[Region pointing data]

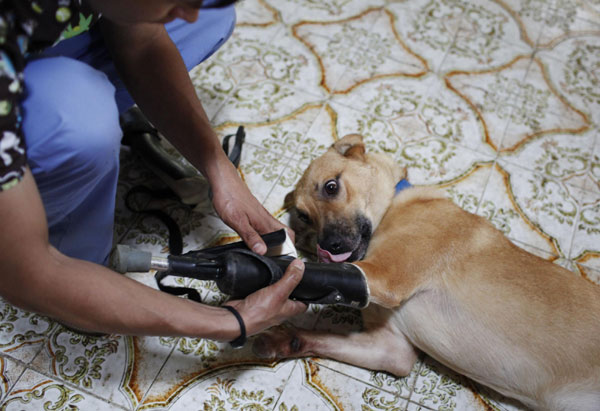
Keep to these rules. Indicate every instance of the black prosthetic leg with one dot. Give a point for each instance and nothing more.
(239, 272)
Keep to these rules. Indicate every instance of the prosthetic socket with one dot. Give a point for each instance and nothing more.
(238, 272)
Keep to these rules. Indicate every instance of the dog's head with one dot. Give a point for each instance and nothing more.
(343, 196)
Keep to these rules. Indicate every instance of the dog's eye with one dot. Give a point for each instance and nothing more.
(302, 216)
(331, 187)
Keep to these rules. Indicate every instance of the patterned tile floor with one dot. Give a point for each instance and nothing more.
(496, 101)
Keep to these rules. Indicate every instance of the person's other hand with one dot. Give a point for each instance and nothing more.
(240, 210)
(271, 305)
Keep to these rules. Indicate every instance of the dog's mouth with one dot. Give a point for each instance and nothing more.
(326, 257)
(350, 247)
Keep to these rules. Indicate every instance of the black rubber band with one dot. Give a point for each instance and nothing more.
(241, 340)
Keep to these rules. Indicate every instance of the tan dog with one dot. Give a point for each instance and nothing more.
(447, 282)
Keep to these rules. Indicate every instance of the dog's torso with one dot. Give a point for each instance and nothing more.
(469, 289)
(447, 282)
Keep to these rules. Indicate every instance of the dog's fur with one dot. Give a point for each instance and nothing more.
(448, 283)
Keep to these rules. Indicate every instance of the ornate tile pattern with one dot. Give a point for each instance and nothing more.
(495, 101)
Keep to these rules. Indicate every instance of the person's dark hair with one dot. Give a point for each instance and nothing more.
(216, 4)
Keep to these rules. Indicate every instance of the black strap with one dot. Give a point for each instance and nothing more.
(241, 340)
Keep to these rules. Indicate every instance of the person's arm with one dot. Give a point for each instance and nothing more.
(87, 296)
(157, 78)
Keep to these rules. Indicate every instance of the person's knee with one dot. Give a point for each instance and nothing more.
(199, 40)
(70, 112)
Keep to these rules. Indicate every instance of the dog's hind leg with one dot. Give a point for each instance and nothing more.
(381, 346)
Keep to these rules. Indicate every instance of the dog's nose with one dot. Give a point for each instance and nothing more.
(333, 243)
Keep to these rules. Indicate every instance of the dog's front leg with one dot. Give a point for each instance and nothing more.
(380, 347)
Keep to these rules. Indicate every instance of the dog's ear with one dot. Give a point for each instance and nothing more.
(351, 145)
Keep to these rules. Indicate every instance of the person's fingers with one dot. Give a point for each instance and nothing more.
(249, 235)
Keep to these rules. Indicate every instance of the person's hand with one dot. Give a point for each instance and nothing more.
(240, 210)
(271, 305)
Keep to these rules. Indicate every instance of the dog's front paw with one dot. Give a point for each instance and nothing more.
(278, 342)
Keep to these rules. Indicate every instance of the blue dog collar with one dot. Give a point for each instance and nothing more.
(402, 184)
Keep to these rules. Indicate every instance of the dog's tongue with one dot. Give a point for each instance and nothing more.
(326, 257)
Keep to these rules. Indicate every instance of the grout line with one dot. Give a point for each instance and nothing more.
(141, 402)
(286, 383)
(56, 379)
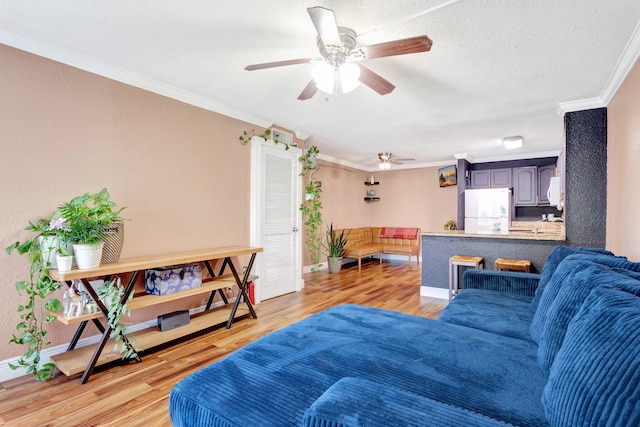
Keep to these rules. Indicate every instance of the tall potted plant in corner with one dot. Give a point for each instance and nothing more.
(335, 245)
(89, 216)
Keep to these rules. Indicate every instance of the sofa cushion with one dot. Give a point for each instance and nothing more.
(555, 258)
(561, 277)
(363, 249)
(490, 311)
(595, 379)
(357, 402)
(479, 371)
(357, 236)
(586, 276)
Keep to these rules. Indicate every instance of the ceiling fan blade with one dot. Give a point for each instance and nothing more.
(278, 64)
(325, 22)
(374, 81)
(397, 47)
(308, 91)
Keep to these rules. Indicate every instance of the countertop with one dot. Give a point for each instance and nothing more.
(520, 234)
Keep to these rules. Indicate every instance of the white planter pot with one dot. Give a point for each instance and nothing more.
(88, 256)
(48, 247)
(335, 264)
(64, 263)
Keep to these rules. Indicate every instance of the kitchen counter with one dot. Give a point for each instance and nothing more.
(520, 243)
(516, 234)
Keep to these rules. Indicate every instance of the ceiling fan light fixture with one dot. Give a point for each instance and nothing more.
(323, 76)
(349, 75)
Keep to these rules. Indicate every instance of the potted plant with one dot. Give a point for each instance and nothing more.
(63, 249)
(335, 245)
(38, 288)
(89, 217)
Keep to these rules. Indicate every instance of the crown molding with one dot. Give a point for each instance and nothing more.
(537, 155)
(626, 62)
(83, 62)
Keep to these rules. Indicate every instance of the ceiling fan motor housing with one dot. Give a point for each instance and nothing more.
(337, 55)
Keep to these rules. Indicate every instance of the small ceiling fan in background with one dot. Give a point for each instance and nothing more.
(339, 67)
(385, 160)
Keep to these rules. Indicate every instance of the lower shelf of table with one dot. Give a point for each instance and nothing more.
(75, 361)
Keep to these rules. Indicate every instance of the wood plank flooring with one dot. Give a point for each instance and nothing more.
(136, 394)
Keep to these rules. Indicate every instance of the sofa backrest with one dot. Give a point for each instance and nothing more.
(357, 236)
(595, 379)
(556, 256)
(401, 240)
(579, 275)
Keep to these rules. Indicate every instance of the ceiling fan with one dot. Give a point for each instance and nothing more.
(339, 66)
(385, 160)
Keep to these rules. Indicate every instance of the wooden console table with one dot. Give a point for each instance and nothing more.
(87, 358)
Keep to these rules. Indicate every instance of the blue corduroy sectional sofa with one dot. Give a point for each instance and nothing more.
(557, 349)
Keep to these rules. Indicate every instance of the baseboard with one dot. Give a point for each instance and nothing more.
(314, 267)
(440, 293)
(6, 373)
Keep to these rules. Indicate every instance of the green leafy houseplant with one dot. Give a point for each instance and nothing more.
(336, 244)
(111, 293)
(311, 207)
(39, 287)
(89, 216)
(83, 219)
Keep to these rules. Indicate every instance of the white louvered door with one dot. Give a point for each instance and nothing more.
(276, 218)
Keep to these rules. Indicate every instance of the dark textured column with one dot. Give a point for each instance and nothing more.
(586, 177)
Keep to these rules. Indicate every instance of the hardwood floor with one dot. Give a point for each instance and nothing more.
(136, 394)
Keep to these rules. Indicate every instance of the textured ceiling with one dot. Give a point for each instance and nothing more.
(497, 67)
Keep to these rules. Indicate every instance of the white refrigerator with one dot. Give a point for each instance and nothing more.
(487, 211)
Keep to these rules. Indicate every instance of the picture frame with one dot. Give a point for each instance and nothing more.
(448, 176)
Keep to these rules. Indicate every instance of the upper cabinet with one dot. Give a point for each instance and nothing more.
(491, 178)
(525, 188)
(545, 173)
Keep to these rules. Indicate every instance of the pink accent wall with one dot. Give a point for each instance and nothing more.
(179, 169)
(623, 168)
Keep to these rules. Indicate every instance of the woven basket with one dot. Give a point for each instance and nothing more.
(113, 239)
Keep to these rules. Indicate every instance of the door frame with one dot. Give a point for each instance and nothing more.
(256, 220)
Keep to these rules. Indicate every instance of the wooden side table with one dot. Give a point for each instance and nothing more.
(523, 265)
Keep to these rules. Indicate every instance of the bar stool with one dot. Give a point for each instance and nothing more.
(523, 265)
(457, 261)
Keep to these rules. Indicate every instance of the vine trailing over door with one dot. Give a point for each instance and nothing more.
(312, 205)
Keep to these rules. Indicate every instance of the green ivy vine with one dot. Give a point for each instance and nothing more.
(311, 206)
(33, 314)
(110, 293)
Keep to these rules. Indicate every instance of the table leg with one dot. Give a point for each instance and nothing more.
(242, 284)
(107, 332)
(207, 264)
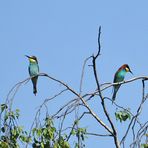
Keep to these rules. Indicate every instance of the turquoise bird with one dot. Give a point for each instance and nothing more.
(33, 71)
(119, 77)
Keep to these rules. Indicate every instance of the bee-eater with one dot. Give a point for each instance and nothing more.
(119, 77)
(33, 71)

Your objective: Return all of the entries word for word, but omit the pictures.

Reply to the exercise:
Keep to these rules. Indicate every instance of the black prosthetic leg with one dot. Give a point for each instance and nothing more.
(239, 272)
Keep to these rules. Indicate every instance of the prosthetic socket with one dot. Give a point for each instance and nothing more.
(238, 272)
Keep to these rules. Indicate every instance of the dog's head with one dot. Give a point for each instance and nothing more.
(343, 196)
Keep to these rules. Indicate every instance of the dog's eye with one dot. Give a point for each instance and nothing more.
(302, 216)
(331, 187)
Keep to these rules. Indicate every instance of the patterned tile floor with one dot. Give a point for each instance and nothing more.
(496, 101)
Keep to these rules. Indicate every instance of the person's other hand with one dot. Give a point for each instance and nothing more.
(240, 210)
(271, 305)
Keep to these rules. Indicate every instance of the dog's mouth with one dot. Give a point for each instance and nothing more.
(326, 257)
(350, 247)
Keep to these rules. Indicate every instance of the black rubber band with one dot. Give a point for each instance and nothing more.
(241, 340)
Keep to these rules. Indicate every instance of the tan dog with one dot. Give a point for each instance and nothing more.
(447, 282)
Keep to these rules. Indicate every instance of the dog's torso with one dot. Give a point for each instance and nothing more.
(469, 289)
(447, 282)
Keep to these rules. Indicate every instance of the dog's fur with one dot. Give a point for each instance and nothing more.
(448, 283)
Keep to these rules. Indicate every instance of the ornate tile pattern with one dot. Give a point for each instance and nothing more.
(495, 101)
Keep to these rules. Indicate every instance of the person's dark hair with one dot. Give a point for each instance and nothing more.
(216, 4)
Keep to these rules. Indicate every instance of the black strap with one dot. Give a point for each instance and nothing more.
(241, 340)
Keep to these rules. Indicate every instance of the person's arm with one dot. Give a point for each instance and nothing more.
(87, 296)
(157, 78)
Keep to these rules. Indicate every instance of the person's knee with one dot. Give a point for each instance and nothing more.
(199, 40)
(70, 112)
Keep to these rules. Indicate every instance of the dog's hind leg with one dot. Give a point for each instance and nothing more.
(381, 346)
Keep to these rules. Indicate every instance of the dog's nose with one dot. Give a point for each instance and nothing more.
(333, 243)
Keep to these rules. Indicate every instance of the dog's front leg with one dot. Give a point for each instance and nothing more.
(380, 347)
Keep to these rules. Indicate every instance of the dog's ear with one dot. Give a point for each instance and nothing more.
(351, 145)
Keep to these rules. Indicate every instance of the person's fingers with one dot. Give a point for each instance and nothing more.
(249, 235)
Keep to these rules. Indicate every instance of the person's hand with one dot. Give a point for each instance and nothing more.
(240, 210)
(271, 305)
Keep to these rules. Indicate every instance of the dog's front paw with one dot. Give a point for each instance and nothing more.
(278, 342)
Keep to these rules. Indicate every instance of the blue dog collar with one dot. Give a point for each instance and nothing more.
(402, 184)
Keep to these rules. Indicate every instance of the dog's tongue with one dot. Give a point for each instance and nothing more.
(326, 257)
Keep to these rules. Indicate every instance of the grout line with one dot. Give a point for each instance and nothing more.
(141, 402)
(286, 383)
(56, 379)
Keep to these rules. Indicate every instance of the tall potted plant in corner with one dot. Give a point for each instance and nothing more.
(335, 245)
(89, 216)
Keep to these rules. Indicate every instance of the sofa cushion with one dot. Give a point for each instance and nothing more.
(555, 258)
(561, 277)
(363, 249)
(490, 311)
(595, 379)
(357, 402)
(479, 371)
(357, 236)
(586, 276)
Keep to these rules. Indicate every instance of the ceiling fan blade with one dot. Give a point for each instance and nothing more.
(278, 64)
(325, 22)
(374, 81)
(397, 47)
(308, 91)
Keep to these rules. Indicate every instance of the countertop with one dot. Give a point for each instance and nothing more.
(520, 234)
Keep to these rules. Indicate every instance of the white planter pot with one dot. Give a point for each instance and nothing more.
(88, 256)
(48, 247)
(335, 264)
(64, 263)
Keep to these rules. Indicate every instance of the kitchen counter with one dot. Give a point for each instance and nothing more.
(520, 243)
(516, 234)
Keep to these rules. Indicate every instance of the ceiling fan light fixture with one dot. Give a point for each instance and nothing more.
(323, 76)
(349, 75)
Keep to these rules. Indicate every instance of the potted plant with one dot. Give a point for each instance and nothing more.
(63, 249)
(335, 245)
(38, 288)
(89, 217)
Keep to these rules. Indicate every instance of the crown molding with one dot. Give a point for each instance and nothing more.
(537, 155)
(626, 62)
(83, 62)
Keep to these rules. Indicate every instance of the ceiling fan motor housing with one dot. Give a point for each instance and nothing more.
(337, 55)
Keep to these rules. Indicate every instance of the small ceiling fan in background with one dot. Give a point for each instance and nothing more.
(339, 67)
(385, 160)
Keep to these rules. Indicate every instance of the lower shelf of table with one dot. Give a point for each instance and nothing more.
(75, 361)
Keep to these rules. Indicate every instance of the wood plank flooring with one dot. Give a point for each instance and nothing more.
(136, 394)
Keep to these rules. Indicate every instance of the sofa backrest with one dot. Give a point for each instance and nothing more.
(357, 236)
(595, 379)
(556, 256)
(401, 240)
(579, 275)
Keep to these rules. Indicate every instance of the ceiling fan with one dot. Give a point for each instance and nothing more.
(339, 66)
(385, 160)
Keep to these rules. Indicate every instance of the wooden console table with one dot. Give a point for each instance and nothing more.
(87, 358)
Keep to these rules. Indicate every instance of the blue corduroy sectional sofa with one dot. Give a point for each instance and nothing more.
(557, 349)
Keep to these rules. Indicate every instance of the baseboard with one dot. Give a point for each instance and nothing more.
(314, 267)
(440, 293)
(6, 373)
Keep to these rules. Indicate every instance of the green leafy houseplant with one dot. Give a point for each instance and nothing more.
(336, 244)
(111, 293)
(311, 207)
(39, 287)
(89, 216)
(83, 219)
Keep to these rules. Indicate every instance of the white louvered door with one dot. Give a point for each instance and nothing more.
(276, 218)
Keep to these rules. Indicate every instance of the dark textured column with one dot. Give a point for each instance and nothing more.
(586, 177)
Keep to these rules. Indicate every instance of the hardwood floor with one dot. Give a point for each instance and nothing more.
(136, 394)
Keep to these rules. Indicate every instance of the textured ceiling with one dot. Give a point for each instance and nothing more.
(497, 67)
Keep to these rules. Indicate every instance of the white refrigerator with one dot. Give a point for each instance and nothing more.
(487, 211)
Keep to these rules. Indicate every instance of the picture frame with one dot. Give a point for each instance and nothing more.
(448, 176)
Keep to these rules. Indicate every instance of the upper cabinet with one dot. Give a point for each instance and nothing more.
(491, 178)
(525, 188)
(545, 173)
Keep to these rules. Indicate every instance of the pink accent wall with one dot. Give a point for each instance and nothing more.
(179, 169)
(623, 168)
Keep to these rules. Indicate every instance of the woven basket with one dot. Give a point for each instance and nothing more.
(113, 239)
Keep to these rules. Indicate every instance of the door frame with one dot. Give a point for each instance and nothing more.
(256, 220)
Keep to these rules. Indicate every instance of the wooden side table with one dot. Give a point for each instance and nothing more.
(523, 265)
Keep to these rules. Indicate every instance of the bar stool with one dot. Give a point for each instance and nothing more.
(523, 265)
(457, 261)
Keep to these rules. Indicate every instance of the vine trailing over door with one dot. Give a point for each instance and nothing more.
(312, 205)
Keep to these rules. Indicate every instance of the green ivy vine with one dot. Give a point for each instance and nothing more.
(311, 206)
(33, 314)
(110, 293)
Keep to these rules. Indicate every instance of the table leg with one dot. Give a point for each instance and nothing more.
(242, 284)
(107, 332)
(207, 264)
Keep to these rules. Indicate every instance of the turquoise bird with one dot. Give a point for each instance and nothing more.
(33, 71)
(119, 77)
Keep to these rules. Indicate every instance of the bee-eater with one dot. Give a point for each instance and nothing more.
(119, 77)
(33, 71)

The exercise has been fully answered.